▶ _Document section_:
It is not known but possible that maxicircle genome activity differs between the amastigote and promastigote stages. We hypothesized that the structure of the divergent and/or the coding region in the prevailing maxicircle class may determine the pattern of genome activity. Thus, a novel regulatory mechanism may act in the kinetoplast of Leishmania: a specialized genome for each life cycle stage. This mechanism remains purely hypothetical, but because of its novelty and importance it deserves a thorough experimental verification.
The discussed results suggest that: 1) maxicircles may be intrinsically heterogeneous (at least in some Leishmania species); 2) different maxicircle classes may coexist within a single kinetoplast (since the strains of L. m. amazonensis used by Lee et al. were clonal); 3) maxicircle classes may have different divergent region structure and even different sequences of some genes; 4) a switch of the predominant maxicircle class accompanied by shifts in the abundance of minicircle classes might lead to alteration of editing patterns; 5) the maxicircle and minicircle dynamics might represent a novel mechanism regulating the kinetoplast gene expression. These hypotheses provide a new outlook on the kinetoplast genome expression and, therefore, deserve rigorous testing.

▶ _What is needed_:
Reproduce the passage on maxicircle heterogeneity in Leishmania word for word. The data that comes next has no connection to the text about maxicircle heterogeneity in Leishmania.

▶ _Data provided_:
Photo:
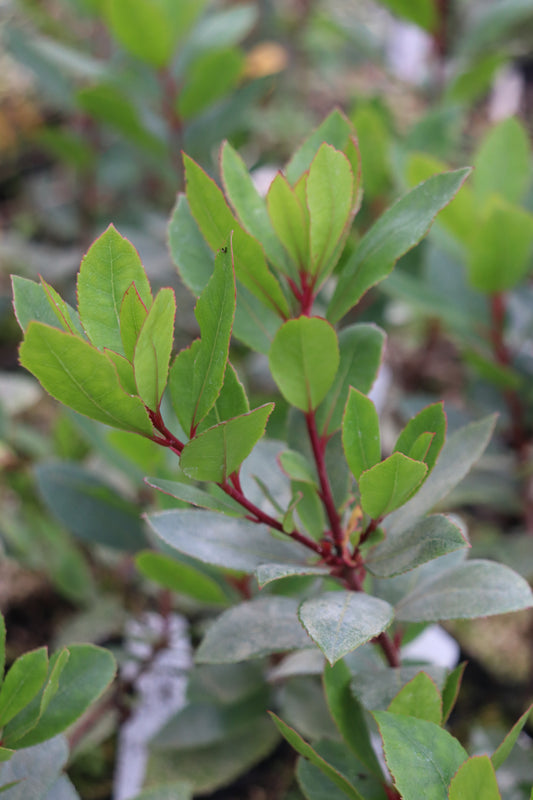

▶ _Solution_:
It is not known but possible that maxicircle genome activity differs between the amastigote and promastigote stages. We hypothesized that the structure of the divergent and/or the coding region in the prevailing maxicircle class may determine the pattern of genome activity. Thus, a novel regulatory mechanism may act in the kinetoplast of Leishmania: a specialized genome for each life cycle stage. This mechanism remains purely hypothetical, but because of its novelty and importance it deserves a thorough experimental verification.
The discussed results suggest that: 1) maxicircles may be intrinsically heterogeneous (at least in some Leishmania species); 2) different maxicircle classes may coexist within a single kinetoplast (since the strains of L. m. amazonensis used by Lee et al. were clonal); 3) maxicircle classes may have different divergent region structure and even different sequences of some genes; 4) a switch of the predominant maxicircle class accompanied by shifts in the abundance of minicircle classes might lead to alteration of editing patterns; 5) the maxicircle and minicircle dynamics might represent a novel mechanism regulating the kinetoplast gene expression. These hypotheses provide a new outlook on the kinetoplast genome expression and, therefore, deserve rigorous testing.